§ **SUPPLIED TEXT**:
┏━━

Let’s do better II

by - 9:21 AM

 


In my last post, I talked about how we might need to change our perspectives about a lot of things. The truth is we might actually need to entirely delete or unlearn some things. I also mentioned that whether we’ve noticed it or not, we’ve actually picked up some   behaviours from home while growing up. These behaviours affect the way we relate with people in our friendships, relationships and even with strangers. Growing up, your idea of perfect was probably your parent. And even if it wasn’t, your guardians or parents were the ones you grew with, hence, a mirroring of character. I love babies and so growing up, I used to babysit a lot. When the baby is brought to my house, he or she tries to observe the environment. As soon as he or she gets used to you, that’s it. They don’t want any other person picking them up because they trust only you. If you’re very observant, you’ll catch them mirroring you. They’ll do something or pretend to do it because you do it. Once you start correcting them or giving them orders continuously, that becomes the norm for them. Why? You!  As they grow, they just know that they only do certain things at certain times. Even things you didn’t want them knowing, they’ll pick it up if they find it interesting. 

 

   



As you increase in age, you’d start to realise there are some parts of you that needs change, but this only happens if you’re growing mentally too. A few weeks ago, some things just came to my realisation. I just figured out why I acted a certain way in my past relationships with people. As time goes by, you’ll begin to see things clearer than before because (like I’ve said before) we tend to pick up some characters from our home even when we don’t know/intend to. 

Some parents find it appropriate raising their voice at their children every time they want to make a point. It’s normal for them. They feel they cannot pass across their message any other way. How do you expect the child of a person like that not to raise their voice at a bus conductor over change? You’ll grow up too and be screaming at your child. Personally, I hate it when people raise their voice at me. It just causes panicking and that way, you won’t get anything done efficiently. It’s also similar to unnecessary beating and punishment. If a man grew up with constant beating, why would he think it’s wrong to correct his wife by slapping her?

┗━━

§ **REQUIRED TASK**: Copy the blog post from "Some parents find" to "by slapping her?", substituting "taxi driver" wherever "bus conductor" appears.

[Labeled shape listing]
┏━━

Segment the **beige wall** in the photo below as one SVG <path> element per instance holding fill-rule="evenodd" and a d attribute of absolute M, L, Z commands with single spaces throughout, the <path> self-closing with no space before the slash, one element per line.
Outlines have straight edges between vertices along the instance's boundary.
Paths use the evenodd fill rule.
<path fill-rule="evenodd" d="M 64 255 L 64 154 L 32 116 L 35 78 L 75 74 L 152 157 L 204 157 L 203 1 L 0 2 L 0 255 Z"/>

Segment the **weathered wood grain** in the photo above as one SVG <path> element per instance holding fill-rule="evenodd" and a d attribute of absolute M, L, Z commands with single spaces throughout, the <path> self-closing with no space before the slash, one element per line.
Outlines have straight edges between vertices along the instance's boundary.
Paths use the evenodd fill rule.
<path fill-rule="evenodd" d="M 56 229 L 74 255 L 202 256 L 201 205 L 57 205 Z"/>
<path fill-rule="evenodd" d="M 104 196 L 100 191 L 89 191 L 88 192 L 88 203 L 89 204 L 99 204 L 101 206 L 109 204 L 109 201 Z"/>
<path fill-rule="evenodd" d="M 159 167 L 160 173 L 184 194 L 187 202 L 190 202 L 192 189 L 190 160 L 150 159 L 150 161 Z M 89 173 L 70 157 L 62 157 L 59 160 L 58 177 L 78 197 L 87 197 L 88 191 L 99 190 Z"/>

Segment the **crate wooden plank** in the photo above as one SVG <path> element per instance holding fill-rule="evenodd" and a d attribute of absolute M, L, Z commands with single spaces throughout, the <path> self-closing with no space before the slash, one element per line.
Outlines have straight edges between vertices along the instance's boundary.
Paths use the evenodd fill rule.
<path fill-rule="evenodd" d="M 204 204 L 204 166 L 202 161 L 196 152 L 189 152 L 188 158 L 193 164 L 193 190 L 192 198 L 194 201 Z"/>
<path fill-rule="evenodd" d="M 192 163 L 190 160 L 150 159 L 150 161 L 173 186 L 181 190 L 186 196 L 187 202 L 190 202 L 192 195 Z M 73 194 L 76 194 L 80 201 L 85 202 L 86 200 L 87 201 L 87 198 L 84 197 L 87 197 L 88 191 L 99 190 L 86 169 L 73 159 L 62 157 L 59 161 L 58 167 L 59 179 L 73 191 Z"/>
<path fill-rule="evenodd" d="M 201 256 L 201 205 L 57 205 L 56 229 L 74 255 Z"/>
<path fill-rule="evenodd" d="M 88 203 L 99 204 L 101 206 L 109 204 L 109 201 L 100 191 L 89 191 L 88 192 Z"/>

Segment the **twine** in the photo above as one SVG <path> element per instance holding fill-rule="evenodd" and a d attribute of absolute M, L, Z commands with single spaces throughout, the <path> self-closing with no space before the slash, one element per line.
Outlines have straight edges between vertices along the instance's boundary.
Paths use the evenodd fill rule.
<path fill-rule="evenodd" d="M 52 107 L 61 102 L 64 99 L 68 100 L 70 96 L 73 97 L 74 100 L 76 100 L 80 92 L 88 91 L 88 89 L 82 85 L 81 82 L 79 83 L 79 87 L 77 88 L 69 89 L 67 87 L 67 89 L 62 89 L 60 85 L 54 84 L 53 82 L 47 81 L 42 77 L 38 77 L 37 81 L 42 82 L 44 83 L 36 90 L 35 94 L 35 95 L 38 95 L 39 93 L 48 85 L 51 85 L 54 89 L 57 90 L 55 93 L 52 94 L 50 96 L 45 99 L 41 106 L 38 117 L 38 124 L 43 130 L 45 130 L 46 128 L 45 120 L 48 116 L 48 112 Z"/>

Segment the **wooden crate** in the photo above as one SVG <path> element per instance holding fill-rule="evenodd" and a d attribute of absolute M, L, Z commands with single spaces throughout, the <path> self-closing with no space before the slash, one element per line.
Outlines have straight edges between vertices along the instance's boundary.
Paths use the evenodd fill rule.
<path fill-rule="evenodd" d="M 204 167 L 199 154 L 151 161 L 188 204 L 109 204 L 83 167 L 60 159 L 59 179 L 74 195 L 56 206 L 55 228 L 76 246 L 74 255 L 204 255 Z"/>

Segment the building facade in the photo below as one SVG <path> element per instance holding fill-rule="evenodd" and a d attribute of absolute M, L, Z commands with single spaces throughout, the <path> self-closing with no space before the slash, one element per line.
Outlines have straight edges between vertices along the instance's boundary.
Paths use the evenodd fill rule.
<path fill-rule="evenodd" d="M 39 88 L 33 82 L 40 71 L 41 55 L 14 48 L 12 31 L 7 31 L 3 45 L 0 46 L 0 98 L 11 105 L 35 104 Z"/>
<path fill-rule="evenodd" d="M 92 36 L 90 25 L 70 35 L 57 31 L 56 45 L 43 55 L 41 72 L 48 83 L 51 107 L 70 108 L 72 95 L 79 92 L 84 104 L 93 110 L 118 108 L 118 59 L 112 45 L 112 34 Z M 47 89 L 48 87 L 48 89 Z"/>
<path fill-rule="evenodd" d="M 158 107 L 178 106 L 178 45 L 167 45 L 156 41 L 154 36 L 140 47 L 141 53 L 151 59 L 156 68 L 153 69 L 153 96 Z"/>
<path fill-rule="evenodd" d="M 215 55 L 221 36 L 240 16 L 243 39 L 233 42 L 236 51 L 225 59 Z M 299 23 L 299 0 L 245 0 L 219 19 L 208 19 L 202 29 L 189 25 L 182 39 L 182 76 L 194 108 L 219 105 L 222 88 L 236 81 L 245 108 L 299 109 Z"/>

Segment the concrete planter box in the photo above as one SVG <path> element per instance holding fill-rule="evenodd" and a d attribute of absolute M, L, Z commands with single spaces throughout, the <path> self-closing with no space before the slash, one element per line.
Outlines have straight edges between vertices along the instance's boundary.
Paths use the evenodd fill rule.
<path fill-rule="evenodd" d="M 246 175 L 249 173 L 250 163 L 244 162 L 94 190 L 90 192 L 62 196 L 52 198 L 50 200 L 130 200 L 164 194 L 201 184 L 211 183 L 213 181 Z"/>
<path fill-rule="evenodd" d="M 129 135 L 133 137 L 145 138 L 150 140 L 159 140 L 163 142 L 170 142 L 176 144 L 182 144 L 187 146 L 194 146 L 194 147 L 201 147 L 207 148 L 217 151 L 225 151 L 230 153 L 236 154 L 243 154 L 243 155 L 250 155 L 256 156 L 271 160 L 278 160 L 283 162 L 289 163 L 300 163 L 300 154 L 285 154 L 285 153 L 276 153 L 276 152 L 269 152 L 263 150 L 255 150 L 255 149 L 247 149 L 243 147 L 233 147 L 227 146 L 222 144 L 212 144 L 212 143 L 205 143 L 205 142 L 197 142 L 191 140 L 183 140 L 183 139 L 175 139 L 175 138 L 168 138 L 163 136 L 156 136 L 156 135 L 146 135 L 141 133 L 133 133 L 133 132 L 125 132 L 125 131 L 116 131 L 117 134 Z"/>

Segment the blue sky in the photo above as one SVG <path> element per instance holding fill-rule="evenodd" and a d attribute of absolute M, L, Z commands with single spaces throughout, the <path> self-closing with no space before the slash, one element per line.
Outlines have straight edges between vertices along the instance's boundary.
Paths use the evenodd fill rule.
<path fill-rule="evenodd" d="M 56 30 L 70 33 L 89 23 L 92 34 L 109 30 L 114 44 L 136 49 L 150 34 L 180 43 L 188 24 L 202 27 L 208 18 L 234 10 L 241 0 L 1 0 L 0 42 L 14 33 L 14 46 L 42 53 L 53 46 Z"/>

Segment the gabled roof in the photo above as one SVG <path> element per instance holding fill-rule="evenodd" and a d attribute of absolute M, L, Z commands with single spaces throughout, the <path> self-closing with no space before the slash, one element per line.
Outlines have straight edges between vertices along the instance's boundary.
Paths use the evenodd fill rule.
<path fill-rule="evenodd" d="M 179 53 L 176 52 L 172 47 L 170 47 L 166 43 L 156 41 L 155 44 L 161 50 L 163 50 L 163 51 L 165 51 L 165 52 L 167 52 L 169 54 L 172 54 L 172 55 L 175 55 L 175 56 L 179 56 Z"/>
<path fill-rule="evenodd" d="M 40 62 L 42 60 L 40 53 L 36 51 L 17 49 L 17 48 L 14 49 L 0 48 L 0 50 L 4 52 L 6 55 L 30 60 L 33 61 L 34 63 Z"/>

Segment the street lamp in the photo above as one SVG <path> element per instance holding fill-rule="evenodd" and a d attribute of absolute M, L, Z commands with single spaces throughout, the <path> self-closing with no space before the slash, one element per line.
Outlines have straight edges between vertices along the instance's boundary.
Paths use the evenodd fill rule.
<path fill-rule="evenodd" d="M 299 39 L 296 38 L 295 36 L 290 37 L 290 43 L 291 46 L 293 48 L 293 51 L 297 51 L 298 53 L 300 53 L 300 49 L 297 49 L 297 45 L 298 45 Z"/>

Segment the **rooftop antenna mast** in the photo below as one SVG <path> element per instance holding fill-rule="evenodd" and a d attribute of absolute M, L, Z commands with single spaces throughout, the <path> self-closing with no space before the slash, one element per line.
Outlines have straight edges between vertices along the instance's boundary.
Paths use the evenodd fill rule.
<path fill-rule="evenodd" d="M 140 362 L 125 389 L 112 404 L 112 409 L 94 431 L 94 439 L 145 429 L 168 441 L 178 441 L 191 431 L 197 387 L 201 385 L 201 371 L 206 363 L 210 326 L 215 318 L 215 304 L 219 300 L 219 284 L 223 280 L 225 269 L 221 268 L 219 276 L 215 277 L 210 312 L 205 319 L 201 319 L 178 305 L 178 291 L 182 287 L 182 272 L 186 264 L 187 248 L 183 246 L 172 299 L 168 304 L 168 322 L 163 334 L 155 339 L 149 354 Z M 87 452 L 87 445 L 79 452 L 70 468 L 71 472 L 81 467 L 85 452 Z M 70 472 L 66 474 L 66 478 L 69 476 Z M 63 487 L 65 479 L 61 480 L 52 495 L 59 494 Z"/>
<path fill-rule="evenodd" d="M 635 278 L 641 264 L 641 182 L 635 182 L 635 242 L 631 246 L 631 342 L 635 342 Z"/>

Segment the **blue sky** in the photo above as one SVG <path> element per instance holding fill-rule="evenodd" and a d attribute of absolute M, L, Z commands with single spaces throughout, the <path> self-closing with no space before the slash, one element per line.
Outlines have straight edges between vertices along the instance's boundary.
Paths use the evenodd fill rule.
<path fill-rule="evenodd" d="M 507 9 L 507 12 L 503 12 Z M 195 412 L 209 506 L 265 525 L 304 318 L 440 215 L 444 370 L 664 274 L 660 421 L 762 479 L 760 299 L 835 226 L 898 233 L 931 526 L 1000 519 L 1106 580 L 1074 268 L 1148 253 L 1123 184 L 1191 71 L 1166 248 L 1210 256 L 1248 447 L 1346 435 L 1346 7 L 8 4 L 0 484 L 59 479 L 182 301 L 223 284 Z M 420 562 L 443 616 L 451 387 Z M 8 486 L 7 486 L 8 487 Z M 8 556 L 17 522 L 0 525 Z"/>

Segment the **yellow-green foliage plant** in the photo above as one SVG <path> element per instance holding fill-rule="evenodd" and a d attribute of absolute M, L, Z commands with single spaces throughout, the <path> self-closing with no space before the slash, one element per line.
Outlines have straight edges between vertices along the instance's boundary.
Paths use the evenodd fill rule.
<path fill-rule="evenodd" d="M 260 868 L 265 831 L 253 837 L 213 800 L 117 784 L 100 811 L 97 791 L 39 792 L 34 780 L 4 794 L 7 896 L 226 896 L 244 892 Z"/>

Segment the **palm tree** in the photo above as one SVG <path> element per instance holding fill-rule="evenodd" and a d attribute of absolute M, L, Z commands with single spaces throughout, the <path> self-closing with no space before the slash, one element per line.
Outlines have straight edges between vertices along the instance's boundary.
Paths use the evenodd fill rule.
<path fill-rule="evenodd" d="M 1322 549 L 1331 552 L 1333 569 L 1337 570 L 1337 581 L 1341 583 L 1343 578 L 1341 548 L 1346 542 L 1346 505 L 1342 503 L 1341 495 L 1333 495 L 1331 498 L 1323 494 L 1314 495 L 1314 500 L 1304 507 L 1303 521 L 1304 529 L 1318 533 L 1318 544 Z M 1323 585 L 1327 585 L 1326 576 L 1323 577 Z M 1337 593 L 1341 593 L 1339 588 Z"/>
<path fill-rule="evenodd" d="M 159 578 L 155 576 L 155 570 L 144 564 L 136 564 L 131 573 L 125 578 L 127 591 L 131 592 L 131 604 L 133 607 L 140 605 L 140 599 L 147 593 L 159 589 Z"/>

┗━━

§ **SOLUTION TO THIS EXERCISE**:
Some parents find it appropriate raising their voice at their children every time they want to make a point. It’s normal for them. They feel they cannot pass across their message any other way. How do you expect the child of a person like that not to raise their voice at a taxi driver over change? You’ll grow up too and be screaming at your child. Personally, I hate it when people raise their voice at me. It just causes panicking and that way, you won’t get anything done efficiently. It’s also similar to unnecessary beating and punishment. If a man grew up with constant beating, why would he think it’s wrong to correct his wife by slapping her?